### AÇÕES NECESSÁRIAS
1 > De acordo com o texto sobre a COP-26, em que cidade a conferência vai acontecer?
2 > Retome o texto sobre a COP-26, escrevendo a continuação a partir da última frase apresentada.

::: TEXTO DO EXERCÍCIO

Em entrevista exclusiva à Agência CanalEnergia, a ex-senadora Marina Silva (Rede) não poupou críticas à participação do governo brasileiro na 26ª edição da Conferência das Partes, a COP-26, que acontecerá em Glasgow, na Escócia. Segundo ela, o governo destruiu as políticas de proteção do meio ambiente, abandonou o plano de controle de desmatamento, se esconde atrás de uma política de crédito de carbono controversa e não tem nada a contribuir.
No evento, a delegação brasileira deve oficializar a meta de reduzir as emissões em 43% até 2030 e alcançar a neutralidade de carbono em 2050, além de apresentar uma proposta sobre crédito de carbono. Todavia, para ela, esses compromissos precisam ser detalhados e o Brasil não está preparado para o que o mundo espera.
“O mundo está discutindo taxar produtos carbono intensivo. Se nós tivéssemos nos preparado para ser o país que gera produtos de baixo carbono ou carbono zero, nós estaríamos oferecendo para múltiplos nichos do mundo todo produtos que são desejados por um grupo muito grande de consumidores”.
Para a senadora, o Brasil era para ser o pioneiro em políticas ambientais, já que tem as melhores condições de ter um modelo de desenvolvimento para fazer frente à crise ambiental global, mas chega sem ter muito a oferecer em termos de acordos e metas concretas.
“Estamos indo para a 26ª conferência do clima e a gente verifica que a humanidade através de seus governantes e uma parte de suas empresas parece que querem continuar caminhando rumo ao precipício”.
Política energética equivocada
A senadora é enfática ao dizer que o Brasil está na contramão dos compromissos ambientais, já que em plena pandemia da covid-19, em 2020, o país teve um aumento de 9,5% nas emissões de gases poluentes em 2020, segundo dados do Sistema de Estimativas de Emissões de Gases de Efeito Estufa (SEEG), do Observatório do Clima, enquanto a média global de emissões sofreu uma redução de 7%.
Esse número, lembrou a ex-ministra do meio ambiente, foi puxado pelas queimadas nos biomas brasileiros. Já no setor elétrico, o Brasil é considerado referência em energias renováveis por ter uma das matrizes elétricas mais limpas do mundo. Entretanto, Marina considera que nossa matriz poderia ser mais diversificada, sem tamanha presença de hidrelétricas e nem precisar de recorrer tanto às termelétricas.

::::::
::: CONTEÚDO DOS DADOS

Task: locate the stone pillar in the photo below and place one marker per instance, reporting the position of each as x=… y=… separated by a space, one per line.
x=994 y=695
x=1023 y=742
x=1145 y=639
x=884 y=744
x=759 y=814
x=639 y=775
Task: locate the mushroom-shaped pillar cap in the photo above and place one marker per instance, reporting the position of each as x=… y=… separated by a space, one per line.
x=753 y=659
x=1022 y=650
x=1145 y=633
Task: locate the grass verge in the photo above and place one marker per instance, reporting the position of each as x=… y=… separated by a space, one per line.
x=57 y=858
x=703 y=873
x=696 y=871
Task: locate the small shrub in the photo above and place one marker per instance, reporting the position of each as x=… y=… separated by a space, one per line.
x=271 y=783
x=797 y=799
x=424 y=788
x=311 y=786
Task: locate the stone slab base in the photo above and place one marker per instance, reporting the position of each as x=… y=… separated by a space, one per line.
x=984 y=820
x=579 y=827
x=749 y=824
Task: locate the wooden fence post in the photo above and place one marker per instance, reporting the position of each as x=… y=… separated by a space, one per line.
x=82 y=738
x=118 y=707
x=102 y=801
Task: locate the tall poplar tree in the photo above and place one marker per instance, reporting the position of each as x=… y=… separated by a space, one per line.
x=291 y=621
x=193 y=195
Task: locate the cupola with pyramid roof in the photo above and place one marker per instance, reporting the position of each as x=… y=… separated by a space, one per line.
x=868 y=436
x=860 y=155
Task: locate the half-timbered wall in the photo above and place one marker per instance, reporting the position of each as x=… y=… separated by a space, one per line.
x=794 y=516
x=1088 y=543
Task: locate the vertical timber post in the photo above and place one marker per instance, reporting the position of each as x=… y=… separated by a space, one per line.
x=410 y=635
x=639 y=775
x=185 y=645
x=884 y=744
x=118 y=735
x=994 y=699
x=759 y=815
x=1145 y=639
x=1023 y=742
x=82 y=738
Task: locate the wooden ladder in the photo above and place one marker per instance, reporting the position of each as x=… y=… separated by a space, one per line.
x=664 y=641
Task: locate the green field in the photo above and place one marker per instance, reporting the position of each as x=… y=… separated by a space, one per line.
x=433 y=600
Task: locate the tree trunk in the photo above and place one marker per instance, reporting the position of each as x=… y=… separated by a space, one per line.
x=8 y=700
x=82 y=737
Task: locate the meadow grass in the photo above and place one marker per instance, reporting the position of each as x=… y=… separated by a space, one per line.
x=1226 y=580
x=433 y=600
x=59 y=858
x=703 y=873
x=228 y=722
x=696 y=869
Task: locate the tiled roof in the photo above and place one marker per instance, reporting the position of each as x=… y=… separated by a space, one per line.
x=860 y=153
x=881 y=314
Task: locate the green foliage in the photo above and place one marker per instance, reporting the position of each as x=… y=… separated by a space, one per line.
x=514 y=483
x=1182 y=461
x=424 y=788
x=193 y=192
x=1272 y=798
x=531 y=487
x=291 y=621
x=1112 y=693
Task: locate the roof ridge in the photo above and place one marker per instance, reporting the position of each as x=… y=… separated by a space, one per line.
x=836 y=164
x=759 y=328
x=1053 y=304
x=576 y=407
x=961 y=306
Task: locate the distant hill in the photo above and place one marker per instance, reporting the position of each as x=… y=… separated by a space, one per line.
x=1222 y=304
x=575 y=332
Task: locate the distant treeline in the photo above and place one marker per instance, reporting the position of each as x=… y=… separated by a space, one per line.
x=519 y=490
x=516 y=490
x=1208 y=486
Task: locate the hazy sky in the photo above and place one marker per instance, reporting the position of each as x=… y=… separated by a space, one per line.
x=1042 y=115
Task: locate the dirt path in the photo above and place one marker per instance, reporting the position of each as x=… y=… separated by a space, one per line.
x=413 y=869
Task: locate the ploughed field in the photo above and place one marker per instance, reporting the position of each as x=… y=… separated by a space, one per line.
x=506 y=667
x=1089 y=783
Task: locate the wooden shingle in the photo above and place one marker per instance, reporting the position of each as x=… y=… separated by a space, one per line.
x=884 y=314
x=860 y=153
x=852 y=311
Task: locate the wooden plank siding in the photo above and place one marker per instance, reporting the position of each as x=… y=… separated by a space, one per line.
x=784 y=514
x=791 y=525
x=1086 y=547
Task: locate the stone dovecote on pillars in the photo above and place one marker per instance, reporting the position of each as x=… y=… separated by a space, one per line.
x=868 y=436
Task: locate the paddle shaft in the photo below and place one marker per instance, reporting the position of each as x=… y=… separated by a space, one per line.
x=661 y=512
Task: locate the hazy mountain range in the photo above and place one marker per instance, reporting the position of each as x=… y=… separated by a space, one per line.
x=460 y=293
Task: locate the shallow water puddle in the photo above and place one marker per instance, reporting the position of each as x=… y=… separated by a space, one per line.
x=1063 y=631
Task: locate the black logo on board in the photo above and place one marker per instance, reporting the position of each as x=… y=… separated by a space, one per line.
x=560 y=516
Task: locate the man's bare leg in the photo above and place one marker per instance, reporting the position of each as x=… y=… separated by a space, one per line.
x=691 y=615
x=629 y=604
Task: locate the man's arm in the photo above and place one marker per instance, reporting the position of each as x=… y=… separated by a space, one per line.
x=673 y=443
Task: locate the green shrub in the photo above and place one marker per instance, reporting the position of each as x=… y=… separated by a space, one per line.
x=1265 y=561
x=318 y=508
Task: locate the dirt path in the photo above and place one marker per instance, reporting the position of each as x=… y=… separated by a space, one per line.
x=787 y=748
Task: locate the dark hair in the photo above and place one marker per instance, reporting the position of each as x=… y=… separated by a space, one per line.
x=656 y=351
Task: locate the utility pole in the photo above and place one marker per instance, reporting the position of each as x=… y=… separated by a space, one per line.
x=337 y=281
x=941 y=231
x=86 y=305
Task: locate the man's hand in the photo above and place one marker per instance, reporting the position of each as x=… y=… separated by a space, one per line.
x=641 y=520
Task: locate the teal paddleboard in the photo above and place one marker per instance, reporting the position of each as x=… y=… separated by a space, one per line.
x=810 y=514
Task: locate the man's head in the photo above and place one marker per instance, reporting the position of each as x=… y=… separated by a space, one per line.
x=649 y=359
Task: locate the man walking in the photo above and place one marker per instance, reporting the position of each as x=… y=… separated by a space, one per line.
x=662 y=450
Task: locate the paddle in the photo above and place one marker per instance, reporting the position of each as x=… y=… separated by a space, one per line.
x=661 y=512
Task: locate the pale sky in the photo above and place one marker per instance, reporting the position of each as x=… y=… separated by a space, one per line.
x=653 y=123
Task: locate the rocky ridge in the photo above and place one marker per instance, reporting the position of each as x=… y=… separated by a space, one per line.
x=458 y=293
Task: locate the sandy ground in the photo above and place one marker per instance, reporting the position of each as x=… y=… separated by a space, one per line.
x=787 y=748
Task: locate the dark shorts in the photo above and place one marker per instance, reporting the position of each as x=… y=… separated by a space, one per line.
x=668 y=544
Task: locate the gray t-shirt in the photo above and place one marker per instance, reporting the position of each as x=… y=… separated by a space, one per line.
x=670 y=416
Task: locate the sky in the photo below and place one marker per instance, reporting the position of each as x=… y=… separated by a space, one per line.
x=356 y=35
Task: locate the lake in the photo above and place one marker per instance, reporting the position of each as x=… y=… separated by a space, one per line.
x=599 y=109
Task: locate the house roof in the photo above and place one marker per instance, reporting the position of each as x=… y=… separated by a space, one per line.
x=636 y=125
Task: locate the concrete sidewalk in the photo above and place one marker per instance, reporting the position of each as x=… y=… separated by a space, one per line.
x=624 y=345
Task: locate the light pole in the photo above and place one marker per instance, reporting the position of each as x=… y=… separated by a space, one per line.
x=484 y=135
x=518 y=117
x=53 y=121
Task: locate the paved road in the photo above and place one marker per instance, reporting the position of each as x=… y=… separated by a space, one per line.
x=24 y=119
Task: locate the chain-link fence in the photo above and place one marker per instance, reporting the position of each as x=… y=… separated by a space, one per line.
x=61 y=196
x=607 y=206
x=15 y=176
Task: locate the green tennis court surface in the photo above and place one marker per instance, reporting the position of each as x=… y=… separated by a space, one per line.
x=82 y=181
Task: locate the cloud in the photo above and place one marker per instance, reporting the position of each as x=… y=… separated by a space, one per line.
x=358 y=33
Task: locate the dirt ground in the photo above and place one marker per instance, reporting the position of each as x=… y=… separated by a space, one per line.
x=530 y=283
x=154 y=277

::::::

### RESPOSTAS AO EXERCÍCIO
1 > Em Glasgow, na Escócia.

2 >
“Temos condições de ter uma matriz totalmente limpa sem precisar inclusive de nuclear, porque o potencial de vento e sol no Brasil é enorme e incomparavelmente maior do que qualquer país do mundo. Somando-se a isso, temos o potencial da biomassa”.
Ela afirma que o planejamento energético “é uma caixa-preta”, já que no seu entendimento não há transparência nem planejamento na política energética brasileira. Sobrou até para o Conselho Nacional de Política Energética (CNPE) as críticas, visto que o órgão não tem nenhum membro da sociedade civil. “É hoje [o CNPE] é feito por um clube de forma a não considerar a contribuição que a academia tem a acrescentar nessas decisões”, ataca.
Veja a entrevista completa:
Licenciamento ambiental
Marina Silva defendeu a não aprovação do licenciamento de algumas usinas quando ela ministra, como as hidrelétricas de São Luiz do Tapajós e Belo Monte. Segundo ela, muitas pessoas pensam apenas na viabilidade econômica dos empreendimentos e não levam em conta a viabilidade do ponto de vista socioambiental.
Marina ressalta que as licenças precisam da comprovação de viabilidade do ponto de vista econômico, social e ambiental. “Quando essa equação não fecha, não tem como ser viabilizado. A questão econômica não pode se sobrepor a todos os outros vetores”.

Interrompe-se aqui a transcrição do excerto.